= Exercise goal =
Write out the whole listing exactly as it stands.

**** Material provided

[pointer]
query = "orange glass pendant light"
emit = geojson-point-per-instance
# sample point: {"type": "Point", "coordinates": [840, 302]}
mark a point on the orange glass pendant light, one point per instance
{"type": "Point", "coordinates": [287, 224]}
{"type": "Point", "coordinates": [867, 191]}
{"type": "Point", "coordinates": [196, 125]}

********

= Response for this exercise =
[pointer]
query = "orange glass pendant light"
emit = geojson-point-per-instance
# sample point: {"type": "Point", "coordinates": [840, 302]}
mark a point on the orange glass pendant light, one point per instance
{"type": "Point", "coordinates": [287, 224]}
{"type": "Point", "coordinates": [867, 191]}
{"type": "Point", "coordinates": [196, 125]}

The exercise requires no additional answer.